══ Excerpted records
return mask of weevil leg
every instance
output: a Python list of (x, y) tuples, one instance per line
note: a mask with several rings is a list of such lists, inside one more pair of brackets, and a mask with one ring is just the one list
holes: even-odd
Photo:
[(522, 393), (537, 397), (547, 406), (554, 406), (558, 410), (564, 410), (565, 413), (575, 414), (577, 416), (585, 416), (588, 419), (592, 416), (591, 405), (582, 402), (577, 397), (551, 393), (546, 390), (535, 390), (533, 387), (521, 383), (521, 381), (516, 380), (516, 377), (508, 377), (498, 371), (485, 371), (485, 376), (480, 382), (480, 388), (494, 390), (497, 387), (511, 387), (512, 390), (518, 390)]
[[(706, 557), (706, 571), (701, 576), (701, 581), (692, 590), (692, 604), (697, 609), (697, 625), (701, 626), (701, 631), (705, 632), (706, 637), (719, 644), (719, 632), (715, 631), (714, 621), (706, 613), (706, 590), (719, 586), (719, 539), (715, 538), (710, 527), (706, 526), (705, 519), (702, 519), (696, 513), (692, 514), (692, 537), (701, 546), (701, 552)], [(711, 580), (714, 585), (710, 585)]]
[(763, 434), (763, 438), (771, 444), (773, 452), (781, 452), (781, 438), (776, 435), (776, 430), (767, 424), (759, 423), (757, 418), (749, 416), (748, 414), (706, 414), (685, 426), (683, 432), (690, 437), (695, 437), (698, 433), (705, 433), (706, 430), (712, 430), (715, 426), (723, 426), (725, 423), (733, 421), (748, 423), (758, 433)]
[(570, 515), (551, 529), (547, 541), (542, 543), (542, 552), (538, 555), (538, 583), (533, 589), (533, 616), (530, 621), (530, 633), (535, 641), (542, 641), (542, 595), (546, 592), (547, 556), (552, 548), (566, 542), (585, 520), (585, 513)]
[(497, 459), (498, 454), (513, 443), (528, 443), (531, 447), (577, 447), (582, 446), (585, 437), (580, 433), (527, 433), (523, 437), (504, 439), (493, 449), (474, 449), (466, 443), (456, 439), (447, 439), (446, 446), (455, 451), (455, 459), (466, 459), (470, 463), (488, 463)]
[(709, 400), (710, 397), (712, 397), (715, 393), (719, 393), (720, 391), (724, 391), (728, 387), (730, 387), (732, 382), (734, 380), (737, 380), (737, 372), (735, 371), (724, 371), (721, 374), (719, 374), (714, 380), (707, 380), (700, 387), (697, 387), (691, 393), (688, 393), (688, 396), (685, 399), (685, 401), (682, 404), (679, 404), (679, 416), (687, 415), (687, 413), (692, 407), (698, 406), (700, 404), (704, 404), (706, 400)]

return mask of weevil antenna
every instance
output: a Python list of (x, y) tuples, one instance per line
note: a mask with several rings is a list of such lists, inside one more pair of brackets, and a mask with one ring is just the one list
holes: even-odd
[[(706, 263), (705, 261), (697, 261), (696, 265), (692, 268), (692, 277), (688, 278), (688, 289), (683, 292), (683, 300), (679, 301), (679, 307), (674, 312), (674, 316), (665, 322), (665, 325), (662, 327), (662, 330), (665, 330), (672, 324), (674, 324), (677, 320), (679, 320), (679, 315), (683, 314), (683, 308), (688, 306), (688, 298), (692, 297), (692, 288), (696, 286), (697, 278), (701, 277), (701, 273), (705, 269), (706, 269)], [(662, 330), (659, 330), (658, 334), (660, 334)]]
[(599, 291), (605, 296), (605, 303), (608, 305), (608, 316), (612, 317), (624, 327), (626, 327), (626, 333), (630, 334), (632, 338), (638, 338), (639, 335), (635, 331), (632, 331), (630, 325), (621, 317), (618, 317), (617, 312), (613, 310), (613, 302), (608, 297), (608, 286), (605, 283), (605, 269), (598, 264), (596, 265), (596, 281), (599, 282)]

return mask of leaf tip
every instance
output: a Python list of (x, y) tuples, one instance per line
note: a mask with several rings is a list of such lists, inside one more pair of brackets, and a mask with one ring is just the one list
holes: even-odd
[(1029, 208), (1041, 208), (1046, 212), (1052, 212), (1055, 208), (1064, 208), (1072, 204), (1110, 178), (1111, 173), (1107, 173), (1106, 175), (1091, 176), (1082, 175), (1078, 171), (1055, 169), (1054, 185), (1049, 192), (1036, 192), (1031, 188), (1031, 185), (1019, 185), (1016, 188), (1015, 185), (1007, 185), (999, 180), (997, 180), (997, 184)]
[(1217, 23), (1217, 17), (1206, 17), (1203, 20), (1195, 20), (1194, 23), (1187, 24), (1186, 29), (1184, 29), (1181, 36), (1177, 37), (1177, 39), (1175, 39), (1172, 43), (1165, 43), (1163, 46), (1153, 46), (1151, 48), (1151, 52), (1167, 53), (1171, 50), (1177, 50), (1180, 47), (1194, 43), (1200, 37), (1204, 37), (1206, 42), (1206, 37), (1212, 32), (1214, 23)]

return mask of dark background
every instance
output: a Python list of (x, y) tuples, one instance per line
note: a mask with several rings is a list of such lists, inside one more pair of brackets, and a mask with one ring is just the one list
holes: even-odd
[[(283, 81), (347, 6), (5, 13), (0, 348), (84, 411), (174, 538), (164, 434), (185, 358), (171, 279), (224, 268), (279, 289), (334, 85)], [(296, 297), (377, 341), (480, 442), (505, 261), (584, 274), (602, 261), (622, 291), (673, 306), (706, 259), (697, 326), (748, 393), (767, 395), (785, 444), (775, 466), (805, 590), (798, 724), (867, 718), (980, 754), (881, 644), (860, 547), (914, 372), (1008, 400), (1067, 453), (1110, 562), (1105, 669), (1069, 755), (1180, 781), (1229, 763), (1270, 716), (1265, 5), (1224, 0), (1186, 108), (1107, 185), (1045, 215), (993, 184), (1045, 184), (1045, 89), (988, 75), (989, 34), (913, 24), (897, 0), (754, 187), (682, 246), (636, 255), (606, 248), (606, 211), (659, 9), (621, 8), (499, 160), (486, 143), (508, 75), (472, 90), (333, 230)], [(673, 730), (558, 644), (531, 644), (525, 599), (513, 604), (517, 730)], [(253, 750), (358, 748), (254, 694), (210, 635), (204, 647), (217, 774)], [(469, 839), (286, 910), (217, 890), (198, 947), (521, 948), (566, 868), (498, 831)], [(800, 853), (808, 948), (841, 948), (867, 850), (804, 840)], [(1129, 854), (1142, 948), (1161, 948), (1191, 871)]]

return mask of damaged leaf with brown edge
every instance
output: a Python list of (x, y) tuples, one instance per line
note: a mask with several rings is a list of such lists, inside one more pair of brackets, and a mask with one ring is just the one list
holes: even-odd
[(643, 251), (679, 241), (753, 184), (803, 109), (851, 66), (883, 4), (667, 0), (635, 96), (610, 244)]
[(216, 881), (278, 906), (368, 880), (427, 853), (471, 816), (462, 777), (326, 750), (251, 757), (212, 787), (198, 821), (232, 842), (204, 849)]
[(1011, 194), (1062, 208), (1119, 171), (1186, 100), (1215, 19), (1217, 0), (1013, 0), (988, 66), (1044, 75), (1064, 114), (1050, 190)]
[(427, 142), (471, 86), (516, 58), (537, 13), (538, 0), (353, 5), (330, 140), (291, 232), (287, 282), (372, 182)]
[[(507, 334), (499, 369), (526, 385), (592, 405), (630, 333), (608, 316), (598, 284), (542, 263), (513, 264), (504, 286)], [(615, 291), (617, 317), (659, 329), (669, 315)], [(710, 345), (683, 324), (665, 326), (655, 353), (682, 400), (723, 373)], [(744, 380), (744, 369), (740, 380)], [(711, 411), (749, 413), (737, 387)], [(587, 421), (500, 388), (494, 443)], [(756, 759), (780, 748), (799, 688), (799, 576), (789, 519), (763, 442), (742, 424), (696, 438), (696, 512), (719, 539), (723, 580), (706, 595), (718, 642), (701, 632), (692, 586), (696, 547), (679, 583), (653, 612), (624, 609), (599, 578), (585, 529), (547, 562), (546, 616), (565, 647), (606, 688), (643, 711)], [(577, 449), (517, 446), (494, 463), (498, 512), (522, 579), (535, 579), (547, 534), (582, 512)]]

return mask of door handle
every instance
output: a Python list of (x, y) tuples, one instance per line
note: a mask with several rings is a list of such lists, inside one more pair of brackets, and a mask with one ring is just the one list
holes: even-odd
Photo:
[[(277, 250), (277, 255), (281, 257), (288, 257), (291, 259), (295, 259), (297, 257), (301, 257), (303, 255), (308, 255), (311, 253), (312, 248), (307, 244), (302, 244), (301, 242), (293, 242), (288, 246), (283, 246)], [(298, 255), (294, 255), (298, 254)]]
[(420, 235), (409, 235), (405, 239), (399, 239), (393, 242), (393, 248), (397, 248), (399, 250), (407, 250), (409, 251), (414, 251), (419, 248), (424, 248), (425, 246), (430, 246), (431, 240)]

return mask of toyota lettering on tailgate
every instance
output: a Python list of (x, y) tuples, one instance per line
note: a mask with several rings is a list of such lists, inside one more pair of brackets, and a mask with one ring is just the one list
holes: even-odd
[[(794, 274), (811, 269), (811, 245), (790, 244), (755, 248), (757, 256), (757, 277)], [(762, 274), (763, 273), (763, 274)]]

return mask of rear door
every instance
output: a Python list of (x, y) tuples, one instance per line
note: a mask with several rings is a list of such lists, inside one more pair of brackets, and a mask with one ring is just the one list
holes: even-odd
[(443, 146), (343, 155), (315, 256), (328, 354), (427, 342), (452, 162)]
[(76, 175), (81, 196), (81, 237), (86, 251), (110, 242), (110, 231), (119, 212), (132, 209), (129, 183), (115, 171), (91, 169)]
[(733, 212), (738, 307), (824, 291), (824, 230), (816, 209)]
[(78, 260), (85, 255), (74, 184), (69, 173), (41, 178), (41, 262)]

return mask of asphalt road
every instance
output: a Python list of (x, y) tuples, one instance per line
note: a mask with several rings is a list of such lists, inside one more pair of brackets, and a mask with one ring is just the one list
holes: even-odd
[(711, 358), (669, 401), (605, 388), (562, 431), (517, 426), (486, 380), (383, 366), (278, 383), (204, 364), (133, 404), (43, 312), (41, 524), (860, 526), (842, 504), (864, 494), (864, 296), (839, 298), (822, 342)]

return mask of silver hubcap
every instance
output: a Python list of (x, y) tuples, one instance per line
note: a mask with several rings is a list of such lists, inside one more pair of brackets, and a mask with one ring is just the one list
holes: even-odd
════
Exercise:
Extract, word for word, the part of the records that opens with the line containing "return mask of asphalt road" and runs through the last line of the records, including both ends.

Output below:
return mask of asphalt road
every instance
output: a Python list of (x, y) tuples, one instance per line
note: a mask with several rings is a list of such lists, inside one more pair of brackets, and a mask with one ring is just the one list
holes: even-odd
[(711, 358), (669, 401), (605, 388), (562, 431), (517, 426), (486, 380), (383, 366), (278, 383), (204, 364), (133, 404), (43, 312), (41, 524), (860, 526), (842, 504), (864, 494), (864, 296), (839, 298), (822, 342)]

return mask of silver hubcap
every instance
output: a Python list of (x, y) tuples, one instance per line
note: a mask with several rings is a list of such lists, inside one more pair of brackets, and a mask with one ring is just the one list
holes: even-odd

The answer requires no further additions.